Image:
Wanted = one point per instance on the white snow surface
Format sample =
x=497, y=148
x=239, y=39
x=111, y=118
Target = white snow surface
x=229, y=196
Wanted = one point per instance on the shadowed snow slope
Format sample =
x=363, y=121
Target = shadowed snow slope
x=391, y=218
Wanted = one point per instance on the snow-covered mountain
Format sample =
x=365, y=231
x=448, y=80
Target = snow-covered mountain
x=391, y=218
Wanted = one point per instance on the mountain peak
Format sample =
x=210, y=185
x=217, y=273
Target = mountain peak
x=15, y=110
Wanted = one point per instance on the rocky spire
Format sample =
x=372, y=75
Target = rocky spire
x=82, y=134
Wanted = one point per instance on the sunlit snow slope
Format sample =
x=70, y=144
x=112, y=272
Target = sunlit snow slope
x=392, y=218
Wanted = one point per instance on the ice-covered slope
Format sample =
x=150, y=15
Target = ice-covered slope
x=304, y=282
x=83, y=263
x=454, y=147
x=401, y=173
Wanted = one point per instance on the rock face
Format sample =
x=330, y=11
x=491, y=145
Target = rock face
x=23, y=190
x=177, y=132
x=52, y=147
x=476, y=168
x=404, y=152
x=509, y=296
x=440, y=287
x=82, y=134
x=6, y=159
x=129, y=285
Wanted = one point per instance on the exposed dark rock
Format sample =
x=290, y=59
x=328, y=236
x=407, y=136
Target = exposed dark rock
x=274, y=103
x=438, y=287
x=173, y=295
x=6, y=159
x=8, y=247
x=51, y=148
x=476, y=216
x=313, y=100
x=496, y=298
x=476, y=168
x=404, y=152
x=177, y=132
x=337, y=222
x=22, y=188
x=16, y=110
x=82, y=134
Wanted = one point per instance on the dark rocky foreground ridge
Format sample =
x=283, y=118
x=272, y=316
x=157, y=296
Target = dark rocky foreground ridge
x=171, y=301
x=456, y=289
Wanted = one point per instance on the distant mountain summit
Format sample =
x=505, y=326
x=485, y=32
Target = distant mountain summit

AIM OF THE EXERCISE »
This exercise needs each record retyped exactly as shown.

EXERCISE SOLUTION »
Image:
Wanted = one point per instance on the white snow surface
Format sample =
x=497, y=148
x=239, y=39
x=111, y=118
Target = white snow surface
x=229, y=196
Wanted = one point per instance on the shadowed snow slope
Format sample =
x=363, y=121
Target = shadowed snow slope
x=391, y=218
Wanted = one point per instance on the snow-covered mountain
Format sample =
x=365, y=231
x=448, y=80
Target = snow-covered mountain
x=391, y=218
Wanted = one point per instance on the mountain peak
Format sample =
x=210, y=185
x=217, y=273
Target = mountain peak
x=15, y=110
Wanted = one point per instance on the rocky spire
Format sample =
x=372, y=75
Target = rocky spire
x=82, y=134
Wanted = one point per instance on the sunlit snow slope
Format sample =
x=70, y=144
x=112, y=272
Target = sunlit snow slope
x=392, y=218
Wanted = one point per instance on the ice-covered slope
Format sample =
x=150, y=15
Target = ice-covered slope
x=304, y=282
x=83, y=263
x=454, y=147
x=401, y=173
Wanted = one point per instance on the rock face
Format sample =
x=330, y=11
x=491, y=145
Target = rock face
x=23, y=190
x=177, y=132
x=52, y=147
x=476, y=168
x=404, y=152
x=509, y=296
x=440, y=287
x=82, y=134
x=6, y=159
x=129, y=285
Wanted = one point per instance on the exposed dark rock
Format sample =
x=290, y=59
x=328, y=236
x=407, y=136
Target = exposed dark rock
x=274, y=103
x=438, y=287
x=173, y=295
x=6, y=159
x=8, y=247
x=51, y=148
x=476, y=216
x=313, y=100
x=496, y=298
x=476, y=168
x=404, y=152
x=177, y=132
x=337, y=222
x=22, y=188
x=16, y=110
x=82, y=134
Wanted = one point per instance on the dark rocky foreground ridge
Format sample =
x=283, y=118
x=272, y=316
x=157, y=296
Target = dark rocky foreground ridge
x=171, y=301
x=456, y=289
Wanted = one point per instance on the distant mountain summit
Format sample =
x=505, y=326
x=485, y=32
Target = distant mountain summit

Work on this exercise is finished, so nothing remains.